#### Stated goal:
Return the records exactly as they are.

(Stored dataset items)
------------
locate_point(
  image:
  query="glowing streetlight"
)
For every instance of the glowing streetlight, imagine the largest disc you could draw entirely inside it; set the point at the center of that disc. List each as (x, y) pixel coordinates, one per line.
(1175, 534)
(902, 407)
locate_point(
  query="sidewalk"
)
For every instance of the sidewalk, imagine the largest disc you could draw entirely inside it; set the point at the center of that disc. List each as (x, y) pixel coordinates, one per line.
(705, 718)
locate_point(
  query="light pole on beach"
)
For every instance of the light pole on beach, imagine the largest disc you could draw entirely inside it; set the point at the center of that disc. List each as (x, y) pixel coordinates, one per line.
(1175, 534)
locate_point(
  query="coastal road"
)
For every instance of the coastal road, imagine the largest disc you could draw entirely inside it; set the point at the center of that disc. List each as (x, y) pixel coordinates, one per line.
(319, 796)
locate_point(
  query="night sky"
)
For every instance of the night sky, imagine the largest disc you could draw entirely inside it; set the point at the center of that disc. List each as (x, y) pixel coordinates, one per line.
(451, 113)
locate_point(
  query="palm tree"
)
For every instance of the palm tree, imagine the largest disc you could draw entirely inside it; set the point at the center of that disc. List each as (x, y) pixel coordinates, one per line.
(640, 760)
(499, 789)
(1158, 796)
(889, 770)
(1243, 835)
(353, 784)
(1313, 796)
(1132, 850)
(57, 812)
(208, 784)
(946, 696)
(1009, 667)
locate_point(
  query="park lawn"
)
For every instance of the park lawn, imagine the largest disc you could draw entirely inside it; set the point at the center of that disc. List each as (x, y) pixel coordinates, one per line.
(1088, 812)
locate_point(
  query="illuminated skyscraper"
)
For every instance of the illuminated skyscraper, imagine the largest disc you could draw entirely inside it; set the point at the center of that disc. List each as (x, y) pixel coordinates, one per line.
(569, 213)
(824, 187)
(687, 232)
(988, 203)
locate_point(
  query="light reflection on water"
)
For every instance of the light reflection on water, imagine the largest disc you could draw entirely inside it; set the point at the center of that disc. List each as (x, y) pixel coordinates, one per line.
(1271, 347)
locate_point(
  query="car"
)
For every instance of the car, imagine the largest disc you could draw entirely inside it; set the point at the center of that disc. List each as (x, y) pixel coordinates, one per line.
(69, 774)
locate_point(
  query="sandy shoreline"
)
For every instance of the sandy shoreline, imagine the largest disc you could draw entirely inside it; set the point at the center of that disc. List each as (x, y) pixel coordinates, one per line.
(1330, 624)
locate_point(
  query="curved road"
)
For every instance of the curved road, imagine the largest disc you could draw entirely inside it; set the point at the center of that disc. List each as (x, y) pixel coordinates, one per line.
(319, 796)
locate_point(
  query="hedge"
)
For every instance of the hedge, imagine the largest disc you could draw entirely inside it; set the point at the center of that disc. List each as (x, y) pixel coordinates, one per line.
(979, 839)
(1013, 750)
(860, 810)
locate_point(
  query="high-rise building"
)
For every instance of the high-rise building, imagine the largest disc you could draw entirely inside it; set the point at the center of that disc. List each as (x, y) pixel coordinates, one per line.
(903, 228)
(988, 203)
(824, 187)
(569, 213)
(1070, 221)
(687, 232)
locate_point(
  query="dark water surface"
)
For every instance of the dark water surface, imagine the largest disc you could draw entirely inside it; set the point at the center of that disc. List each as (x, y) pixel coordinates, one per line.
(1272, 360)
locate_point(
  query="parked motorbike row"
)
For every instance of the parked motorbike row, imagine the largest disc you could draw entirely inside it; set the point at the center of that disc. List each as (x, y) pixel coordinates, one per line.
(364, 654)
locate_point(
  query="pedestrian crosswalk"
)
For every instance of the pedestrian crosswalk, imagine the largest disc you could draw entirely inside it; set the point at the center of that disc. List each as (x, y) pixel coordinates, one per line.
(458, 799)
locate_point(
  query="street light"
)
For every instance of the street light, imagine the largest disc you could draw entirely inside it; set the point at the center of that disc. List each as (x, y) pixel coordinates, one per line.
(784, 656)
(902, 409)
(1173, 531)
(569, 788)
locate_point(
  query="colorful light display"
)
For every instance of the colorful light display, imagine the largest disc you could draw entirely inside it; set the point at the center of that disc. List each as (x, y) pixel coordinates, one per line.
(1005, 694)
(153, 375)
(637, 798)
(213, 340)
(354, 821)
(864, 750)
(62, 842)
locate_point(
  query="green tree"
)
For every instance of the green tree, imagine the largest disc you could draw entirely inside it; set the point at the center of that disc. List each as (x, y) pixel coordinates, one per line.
------------
#### Finished exercise:
locate_point(
  image:
  query="glowing streetlight"
)
For every instance of the glowing streetlight, imagine the largest disc you could draw entirely inside it; set the point at the center of that disc. List each as (x, y) pixel coordinates, one per line.
(1175, 534)
(902, 407)
locate_point(
  query="sidewalk"
)
For every instance of the sidewalk, imagine the largest disc you could draw entirely inside it; set the point at the center of that disc. List each as (x, y) pixel coordinates, one per line.
(705, 718)
locate_point(
  query="light pole on beach"
)
For every instance of the light pole on beach, imagine the largest disc you could draw entirely inside it; set the point at the center of that disc. List each as (x, y) pixel coordinates, one per line.
(1175, 534)
locate_point(
  query="coastal road"
)
For every instance of the coastal road, imagine the largest disc you could draw entirely inside it; set the point at the center of that disc. List each as (x, y) pixel coordinates, one per line.
(319, 796)
locate_point(
  query="night sky"
)
For every instance of the night sky, imagine the largest disc you could draw entirely inside it; set the point at the center of that disc. List each as (x, y) pixel coordinates, one per line.
(451, 113)
locate_point(
  query="palm tree"
)
For every instance of the palm tree, imagine the largest disc you could draw entirely inside it; set the point at the center of that disc. List each as (x, y) pixel coordinates, one per line.
(640, 760)
(499, 789)
(1158, 796)
(889, 770)
(1243, 835)
(353, 784)
(1313, 796)
(1132, 850)
(57, 812)
(208, 784)
(946, 696)
(1009, 667)
locate_point(
  query="park lawn"
)
For every instance of the park lawn, imagine the largest disc you could draw entirely inside it; set the point at the center of that disc. List each as (x, y) pixel coordinates, one per line.
(1088, 812)
locate_point(
  query="illuminated skyscraper"
)
For every instance of the illuminated skyscraper, imagine the largest disc you could draw entirely inside it; set the point at the center of that disc. List each as (x, y) pixel coordinates, one per line.
(569, 213)
(824, 187)
(687, 232)
(988, 203)
locate_point(
  query="light reflection on water"
)
For every instance of the light reflection on water, imagine the largest disc you could draw entirely inside it; set the point at the center of that disc. List each as (x, y) pixel coordinates, one per line.
(1271, 347)
locate_point(
  query="car"
)
For every instance of the car, imagine the largest disc you could draw entirely inside it; set the point at the center of that disc. List each as (x, y) pixel coordinates, one per line.
(69, 774)
locate_point(
  query="sandy shoreline"
)
For every instance of the sandy shoreline, imagine the largest disc you could draw entirely inside it; set the point at the center of that disc. List each as (x, y) pixel coordinates, one per line.
(1330, 624)
locate_point(
  query="curved road"
)
For every instance of the curved road, imagine the largest disc you could draw entirely inside it; set the point at the center of that disc. List each as (x, y) pixel coordinates, one per line.
(319, 796)
locate_point(
  query="hedge"
)
For every instance of the hedge, imagine the largest disc you could draw entirely inside it; set the point at the center of that disc. List each as (x, y) pixel coordinates, one per line.
(979, 839)
(1013, 750)
(860, 810)
locate_point(
  query="high-rise building"
)
For every instance of the high-rise building, imagine the largest disc you could draw entirely inside it; set the point at the center of that disc. List each as (x, y) pixel coordinates, one per line.
(903, 228)
(988, 203)
(824, 187)
(569, 213)
(1070, 221)
(687, 232)
locate_point(
  query="dark water surface"
)
For every instance of the dark water surface, imagine the largest disc you could draw entirely inside it; set the point at the center of that disc. List each as (x, y) pixel coordinates, one per line.
(1272, 360)
locate_point(
  query="parked motorbike row"
)
For every instance of the parked motorbike row, imagine the largest disc you could draw entirely inside it; set the point at the center of that disc. List each as (x, y) pixel coordinates, one per line.
(364, 654)
locate_point(
  query="pedestrian crosswalk"
)
For every instance of the pedestrian crosswalk, imagine the largest disc you could draw entirely inside it; set the point at the center of that disc. List each as (x, y) pixel coordinates, one per line.
(458, 799)
locate_point(
  query="street light"
)
For every instance of the street light, imagine the largest disc you could draw entirely inside it; set the point at the center of that disc. List each as (x, y) pixel coordinates, one per line.
(784, 656)
(902, 409)
(1173, 531)
(569, 788)
locate_point(
  query="colorful light display"
)
For every instance of the colorful light display, imagine the largest disc you could draw entirely inside it; set the point at the center of that disc. List each as (x, y) pixel coordinates, one per line.
(1005, 694)
(153, 375)
(637, 798)
(213, 340)
(354, 821)
(864, 750)
(62, 842)
locate_point(
  query="green tree"
)
For every instance of the green tree, imagine the largest disc you could draw entirely inside it; set the point at the center of that disc. List each as (x, y) pixel coordinates, one per line.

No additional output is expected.